» ASSIGNED TASK:
The records follow. Filter them to the lines that hold "positive".

Segment Start: STUDY MATERIAL

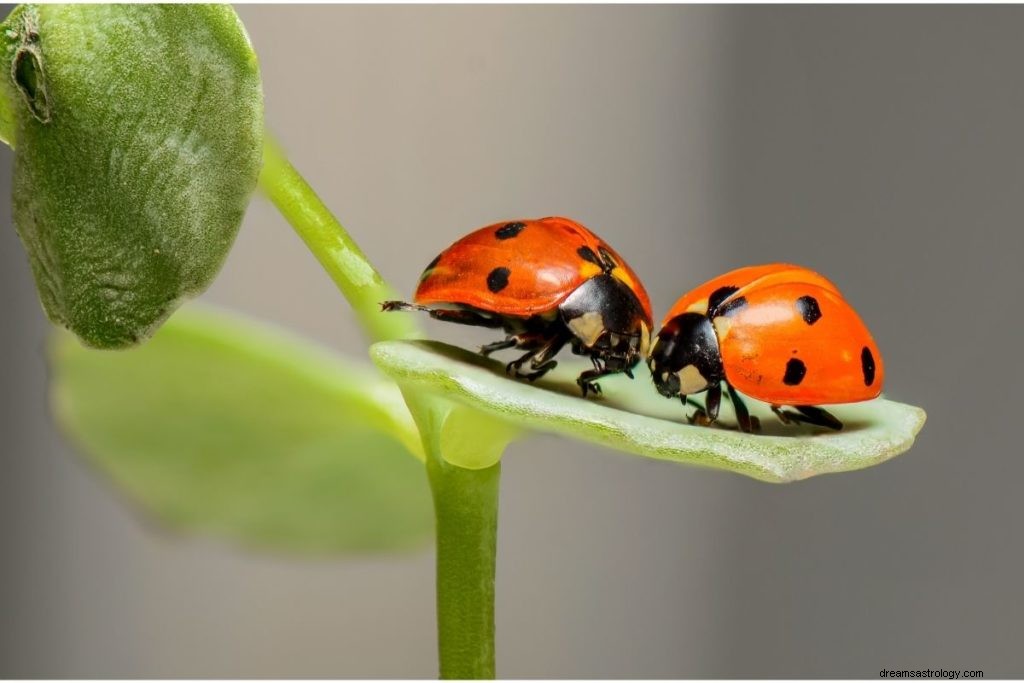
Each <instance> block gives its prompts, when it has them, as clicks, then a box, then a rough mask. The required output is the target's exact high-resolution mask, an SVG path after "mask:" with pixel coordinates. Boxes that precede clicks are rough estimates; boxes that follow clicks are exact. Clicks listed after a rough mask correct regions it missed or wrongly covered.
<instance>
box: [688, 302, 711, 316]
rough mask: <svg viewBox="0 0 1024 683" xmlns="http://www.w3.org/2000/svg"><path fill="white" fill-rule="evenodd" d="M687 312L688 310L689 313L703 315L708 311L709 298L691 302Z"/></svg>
mask: <svg viewBox="0 0 1024 683" xmlns="http://www.w3.org/2000/svg"><path fill="white" fill-rule="evenodd" d="M685 312H687V313H700V314H701V315H703V314H705V313H707V312H708V300H707V299H705V300H702V301H697V302H695V303H691V304H690V305H689V306H688V307H687V308H686V311H685Z"/></svg>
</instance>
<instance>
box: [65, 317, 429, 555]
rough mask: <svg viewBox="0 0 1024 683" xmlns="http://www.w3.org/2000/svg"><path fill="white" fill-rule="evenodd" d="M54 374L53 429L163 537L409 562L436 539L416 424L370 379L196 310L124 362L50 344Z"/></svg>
mask: <svg viewBox="0 0 1024 683" xmlns="http://www.w3.org/2000/svg"><path fill="white" fill-rule="evenodd" d="M51 361H52V371H53V386H52V400H53V404H54V413H55V415H56V416H57V420H58V423H59V425H60V426H61V427H62V428H63V430H65V431H66V432H67V433H68V434H69V435H70V436H71V437H72V439H73V441H74V442H75V443H77V444H78V445H79V446H80V447H81V451H82V452H83V453H84V455H85V456H86V458H87V460H88V461H89V462H90V463H91V464H93V465H94V466H95V467H96V468H98V469H99V470H100V471H101V472H102V473H103V474H104V475H106V476H108V477H110V478H111V479H112V480H113V481H114V483H115V484H117V486H118V487H119V488H120V489H121V490H122V492H124V494H125V495H126V496H127V497H128V498H129V499H130V500H131V501H132V502H133V503H135V504H136V505H137V506H138V507H139V508H141V509H142V510H143V511H144V512H146V513H148V514H150V515H152V516H153V517H155V518H156V519H157V520H158V521H160V522H162V523H163V524H165V525H167V526H169V527H170V528H172V529H176V530H180V531H195V532H201V533H204V535H209V536H213V537H217V538H221V539H228V540H232V541H237V542H240V543H242V544H243V545H246V546H252V547H257V548H261V549H268V550H278V551H288V552H297V553H305V554H328V553H344V552H367V551H387V550H395V549H404V548H411V547H416V546H418V545H420V544H421V543H422V542H424V541H426V540H427V539H428V538H429V536H430V533H431V531H432V528H433V514H432V508H431V503H430V494H429V488H428V485H427V479H426V472H425V468H424V466H423V463H422V462H421V461H419V460H417V458H416V457H413V456H412V455H410V449H419V445H418V443H419V441H418V433H417V432H416V427H415V424H414V423H413V421H412V418H411V417H410V415H409V413H408V410H407V409H406V404H404V402H403V400H402V398H401V395H400V392H399V391H398V388H397V387H396V386H395V385H394V383H392V382H390V381H388V380H386V379H384V378H382V377H381V376H380V375H379V374H378V373H376V372H375V371H374V370H373V369H372V368H369V367H362V366H359V365H356V364H351V362H346V361H343V359H341V358H338V357H337V356H335V355H334V354H331V353H328V352H326V351H323V350H321V349H319V348H317V347H315V346H313V345H311V344H309V343H307V342H302V341H298V340H295V339H293V338H291V337H289V336H287V335H285V334H283V333H280V332H275V331H273V330H272V329H270V328H268V327H267V326H264V325H256V324H254V323H251V322H246V321H244V319H242V318H239V317H233V316H228V315H227V314H226V313H223V312H212V311H209V310H206V311H201V310H197V309H193V308H189V309H186V310H182V311H181V312H179V313H178V314H176V315H175V316H174V317H172V318H171V319H170V321H169V322H168V323H167V325H165V326H164V327H163V329H161V331H160V332H159V333H157V335H156V336H155V337H154V338H153V340H151V342H150V343H147V344H145V345H143V346H140V347H138V348H134V349H130V350H126V351H99V350H95V349H88V348H85V347H83V346H82V345H81V344H79V343H78V342H77V341H76V340H75V339H74V338H73V337H72V336H71V335H69V334H67V333H60V334H59V335H57V336H56V338H55V339H54V340H53V344H52V346H51ZM403 443H406V444H409V446H407V445H403ZM418 455H419V454H418ZM419 457H421V458H422V455H419Z"/></svg>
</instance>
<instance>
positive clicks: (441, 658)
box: [427, 453, 502, 679]
mask: <svg viewBox="0 0 1024 683" xmlns="http://www.w3.org/2000/svg"><path fill="white" fill-rule="evenodd" d="M501 467H502V466H501V463H498V464H497V465H492V466H490V467H488V468H486V469H482V470H468V469H464V468H462V467H456V466H455V465H450V464H449V463H446V462H444V460H443V459H442V458H440V457H439V455H438V454H432V453H430V454H428V456H427V474H428V475H429V478H430V488H431V490H432V492H433V496H434V515H435V517H436V521H437V637H438V654H439V657H440V675H441V678H444V679H489V678H494V677H495V559H496V553H497V549H498V548H497V546H498V488H499V481H500V479H501Z"/></svg>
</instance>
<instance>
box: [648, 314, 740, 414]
mask: <svg viewBox="0 0 1024 683" xmlns="http://www.w3.org/2000/svg"><path fill="white" fill-rule="evenodd" d="M647 366H648V367H649V368H650V374H651V377H652V378H653V379H654V386H655V387H657V391H658V393H660V394H662V395H663V396H668V397H669V398H673V397H675V396H685V395H687V394H691V393H699V392H700V391H703V390H705V389H708V388H710V387H713V386H717V385H718V384H719V383H720V382H721V381H722V380H723V379H725V373H724V371H723V368H722V355H721V353H720V352H719V348H718V336H717V335H716V334H715V327H714V326H713V325H712V322H711V319H709V318H708V316H707V315H701V314H700V313H683V314H681V315H676V316H675V317H674V318H672V319H671V321H669V322H668V323H666V324H665V327H664V328H662V331H660V332H658V333H657V338H655V339H654V345H653V346H652V347H651V349H650V357H649V358H647Z"/></svg>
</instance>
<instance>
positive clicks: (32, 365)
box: [0, 6, 1024, 678]
mask: <svg viewBox="0 0 1024 683" xmlns="http://www.w3.org/2000/svg"><path fill="white" fill-rule="evenodd" d="M240 13H241V15H242V17H243V19H244V20H245V23H246V25H247V27H248V29H249V31H250V34H251V37H252V40H253V42H254V44H255V46H256V49H257V51H258V53H259V54H260V57H261V60H262V68H263V76H264V86H265V93H266V115H267V121H268V125H269V126H270V127H271V128H272V129H273V130H274V131H276V133H278V135H279V136H280V138H281V139H282V141H283V143H284V144H285V146H286V147H287V148H288V151H289V152H290V155H291V157H292V160H293V162H294V163H295V164H296V166H298V168H300V169H301V170H302V171H303V173H305V174H306V176H307V178H308V179H309V180H310V181H311V183H312V184H313V186H314V187H315V188H316V189H317V190H318V191H319V193H321V195H322V196H323V197H324V198H325V199H326V200H327V201H328V203H329V204H330V205H331V207H332V208H333V209H334V210H335V211H336V212H337V214H338V215H339V217H340V218H341V219H342V221H343V222H344V223H345V224H346V226H347V227H348V228H349V229H350V231H351V233H352V234H353V237H354V238H355V239H356V240H358V241H359V243H360V244H361V246H362V247H364V248H365V250H366V251H367V252H368V253H369V255H370V256H371V258H372V259H373V260H374V261H375V262H376V263H377V264H378V265H379V266H380V268H381V269H382V270H383V272H384V273H385V275H386V276H387V278H389V279H390V280H391V282H392V283H393V284H394V285H395V286H396V287H397V288H398V289H399V291H402V292H407V293H408V292H411V290H412V289H413V287H414V286H415V283H416V280H417V278H418V275H419V273H420V271H421V269H422V267H423V265H424V264H425V263H426V262H427V261H428V260H429V259H430V258H431V257H432V256H433V255H434V254H435V253H436V252H437V251H439V249H440V248H442V247H444V246H445V245H447V244H450V243H451V242H452V241H454V240H455V239H457V238H458V237H460V236H461V234H462V233H464V232H466V231H468V230H469V229H471V228H475V227H477V226H480V225H483V224H486V223H489V222H494V221H497V220H501V219H505V218H513V217H518V216H541V215H549V214H554V213H557V214H564V215H568V216H572V217H575V218H577V219H579V220H581V221H583V222H584V223H586V224H588V225H590V226H591V227H593V228H594V229H595V230H596V231H598V232H599V233H600V234H601V236H603V237H604V238H605V239H606V240H607V241H608V242H610V243H611V244H613V245H614V246H615V247H616V249H618V250H620V251H622V252H623V253H624V254H625V255H626V256H627V257H628V258H629V260H630V262H631V263H632V264H633V265H634V267H636V268H637V269H638V270H640V271H641V273H642V274H643V276H644V278H645V282H646V285H647V287H648V289H649V290H650V293H651V296H652V299H653V301H654V304H655V308H656V309H657V312H656V315H655V316H657V317H659V316H660V314H662V312H663V311H664V310H665V309H666V307H667V306H669V305H670V304H671V303H672V302H673V301H674V300H675V299H676V297H678V296H679V295H680V294H681V293H682V292H683V291H684V290H685V289H687V288H689V287H691V286H693V285H696V284H698V283H700V282H702V281H703V280H705V279H707V278H710V276H712V275H715V274H718V273H720V272H723V271H725V270H727V269H729V268H732V267H735V266H738V265H742V264H749V263H758V262H766V261H771V260H783V259H784V260H790V261H795V262H798V263H803V264H807V265H810V266H813V267H814V268H816V269H819V270H821V271H822V272H824V273H827V274H828V275H829V276H830V278H831V279H833V280H835V281H836V282H837V283H838V284H839V285H840V287H841V288H842V289H843V290H844V292H845V294H846V295H847V298H848V299H850V300H851V301H852V302H853V303H854V305H855V306H856V307H857V308H858V309H859V310H860V312H861V313H862V314H863V316H864V318H865V319H866V322H867V323H868V325H869V326H870V328H871V330H872V331H873V333H874V336H876V338H877V340H878V342H879V344H880V346H881V348H882V349H883V351H884V353H885V357H886V361H887V368H888V378H887V380H888V386H887V390H888V393H889V395H890V396H892V397H895V398H898V399H904V400H908V401H910V402H916V403H920V404H923V405H924V407H925V408H926V409H927V410H928V412H929V416H930V417H929V422H928V425H927V426H926V428H925V430H924V432H923V433H922V435H921V437H920V439H919V442H918V444H916V445H915V447H914V449H913V450H912V451H911V452H910V453H909V454H907V455H906V456H903V457H901V458H898V459H896V460H895V461H893V462H891V463H888V464H886V465H883V466H881V467H877V468H872V469H869V470H866V471H861V472H855V473H850V474H843V475H834V476H826V477H822V478H818V479H813V480H810V481H806V482H802V483H798V484H792V485H784V486H779V485H770V484H764V483H758V482H755V481H753V480H746V479H744V478H740V477H738V476H733V475H728V474H724V473H715V472H708V471H698V470H694V469H688V468H685V467H681V466H676V465H672V464H668V463H658V462H648V461H642V460H639V459H636V458H628V457H624V456H621V455H616V454H613V453H610V452H605V451H602V450H601V449H599V447H595V446H591V445H586V444H582V443H578V442H572V441H568V440H565V439H561V438H556V437H551V436H539V437H537V438H534V439H532V440H530V441H528V442H525V443H522V442H521V443H519V444H517V445H515V446H513V447H512V449H511V451H510V452H509V453H508V455H507V458H506V460H505V471H504V481H503V489H502V508H501V523H500V530H501V536H500V555H499V568H498V603H499V604H498V651H499V654H498V664H499V672H500V674H502V675H503V676H505V677H552V678H563V677H588V678H590V677H593V678H605V677H636V678H654V677H694V676H699V677H736V676H740V677H808V676H814V677H868V678H872V677H876V676H878V672H879V670H880V669H883V668H888V669H924V668H932V669H938V668H945V669H977V670H983V671H984V673H985V675H986V677H989V678H991V677H997V676H1018V677H1020V676H1024V652H1022V649H1021V642H1022V607H1024V595H1022V591H1024V587H1022V577H1024V548H1022V542H1021V530H1020V528H1021V523H1022V521H1024V504H1022V502H1021V496H1020V494H1019V488H1020V485H1021V481H1022V480H1024V453H1022V452H1021V449H1020V445H1019V443H1020V438H1019V436H1018V432H1019V429H1020V425H1021V418H1020V414H1021V407H1020V398H1019V397H1020V395H1021V390H1022V387H1024V361H1022V358H1021V351H1020V349H1021V341H1022V339H1021V321H1020V315H1021V304H1020V296H1021V294H1022V291H1024V288H1022V286H1021V274H1020V273H1021V268H1020V259H1021V255H1022V254H1024V237H1022V230H1021V223H1022V217H1024V79H1022V78H1021V69H1022V65H1024V40H1022V39H1021V38H1022V36H1024V8H1021V7H978V8H967V7H869V6H861V7H810V6H808V7H756V8H752V7H739V6H735V7H724V8H723V7H709V6H689V7H670V6H658V7H642V6H635V7H621V6H599V7H593V6H592V7H588V6H558V7H538V6H516V7H503V6H482V7H474V6H416V7H411V6H381V7H370V6H348V7H328V6H322V7H289V8H284V7H272V6H261V7H256V6H246V7H242V8H240ZM2 156H3V159H2V160H0V170H2V173H3V177H2V184H3V188H2V189H0V196H2V198H3V202H4V203H5V207H4V208H3V209H2V212H0V213H2V215H3V216H5V217H6V216H9V207H8V206H7V205H6V202H7V201H8V197H9V191H10V190H9V173H10V170H9V166H10V163H9V162H10V154H9V153H7V151H6V150H4V153H3V155H2ZM4 220H5V222H7V223H9V218H5V219H4ZM3 227H4V229H2V230H0V261H2V266H0V280H2V283H0V297H2V301H3V314H4V323H3V325H2V326H0V364H2V366H0V374H2V378H3V381H2V387H3V388H2V392H3V393H2V395H0V399H2V405H0V409H2V410H0V429H2V432H0V433H2V434H3V443H4V446H3V447H2V451H0V549H2V555H0V557H2V563H0V675H4V676H19V677H35V676H46V677H65V676H75V677H85V678H88V677H125V676H127V677H166V676H173V677H190V676H204V677H234V676H245V677H324V676H330V677H414V678H429V677H433V676H434V675H435V672H436V657H435V653H434V647H435V643H434V633H433V628H434V627H433V617H434V614H433V560H432V557H431V556H430V554H429V553H423V554H420V555H413V556H404V557H397V558H384V559H382V558H367V559H360V560H354V561H321V562H298V561H293V560H289V559H286V558H272V557H270V558H268V557H264V556H256V555H251V554H247V553H244V552H240V551H238V550H236V549H233V548H231V547H225V546H222V545H219V544H213V543H209V542H204V541H202V540H193V539H180V538H172V537H169V536H167V535H163V533H161V531H160V530H159V529H158V528H155V527H153V526H152V525H151V524H148V523H146V522H145V521H144V520H141V519H139V518H137V517H136V515H135V514H134V513H133V512H132V511H130V510H129V509H127V508H126V507H125V506H123V505H122V504H121V502H120V500H119V498H118V497H117V496H116V495H114V493H113V492H112V489H111V488H110V487H109V486H108V485H106V484H105V482H104V481H101V480H99V479H98V478H97V477H96V476H95V475H93V474H92V473H91V472H90V471H88V470H87V469H86V468H85V467H84V466H83V465H82V464H81V463H80V462H79V461H77V460H76V458H75V456H74V455H73V453H71V452H70V450H69V449H68V446H66V445H65V444H63V443H62V441H61V439H60V437H59V436H58V435H57V434H56V433H55V431H54V428H53V426H52V424H51V421H50V419H49V417H48V415H47V411H46V386H45V383H46V369H45V367H44V361H43V353H42V349H43V344H44V340H45V337H46V333H47V325H46V323H45V322H44V317H43V314H42V312H41V310H40V307H39V305H38V302H37V299H36V295H35V292H34V289H33V285H32V281H31V276H30V273H29V269H28V265H27V262H26V257H25V254H24V252H23V250H22V248H20V245H19V244H18V242H17V239H16V236H15V234H14V231H13V230H12V229H11V228H10V226H9V224H7V225H4V226H3ZM206 298H207V299H208V300H211V301H214V302H217V303H220V304H226V305H229V306H233V307H236V308H239V309H243V310H245V311H248V312H251V313H256V314H258V315H261V316H264V317H266V318H269V319H272V321H275V322H278V323H280V324H283V325H286V326H288V327H290V328H293V329H295V330H298V331H301V332H303V333H306V334H308V335H309V336H311V337H314V338H316V339H318V340H321V341H323V342H326V343H328V344H330V345H331V346H334V347H336V348H338V349H340V350H343V351H345V352H348V353H354V354H361V353H364V349H365V346H364V344H362V342H361V340H360V338H359V335H358V333H357V332H356V331H355V330H354V329H353V322H352V318H351V315H350V314H349V312H348V310H347V308H346V305H345V304H344V302H343V301H342V300H341V299H340V298H339V296H338V295H337V294H336V292H335V290H334V288H333V286H332V285H331V283H330V281H329V280H328V278H327V276H326V275H325V274H324V273H323V272H322V271H321V269H319V268H318V266H317V265H316V263H315V262H314V260H313V259H312V257H311V256H310V255H309V254H308V253H307V252H306V251H305V249H304V248H303V246H302V245H301V244H300V242H299V240H298V239H297V238H296V236H295V234H294V233H293V232H292V231H291V230H290V228H289V227H288V226H287V224H286V223H285V222H284V221H283V220H282V219H281V218H280V217H279V216H278V215H276V214H275V213H274V212H273V211H272V210H270V208H269V207H268V206H267V205H266V203H265V202H263V201H262V200H259V199H257V200H256V201H254V202H253V204H252V207H251V209H250V211H249V214H248V217H247V218H246V222H245V225H244V226H243V229H242V233H241V237H240V239H239V242H238V244H237V246H236V248H234V250H233V251H232V252H231V254H230V257H229V258H228V261H227V264H226V267H225V268H224V271H223V273H222V274H221V275H220V278H219V280H218V281H217V283H216V284H215V285H214V287H213V288H212V289H211V291H210V292H209V294H208V295H207V297H206ZM432 330H433V331H434V332H435V333H436V334H437V335H438V336H441V337H443V338H445V339H447V340H458V339H459V332H458V331H457V330H456V329H453V328H450V327H449V328H442V327H435V328H432Z"/></svg>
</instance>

Segment End: STUDY MATERIAL

» REPLY:
positive clicks: (441, 658)
positive clicks: (32, 365)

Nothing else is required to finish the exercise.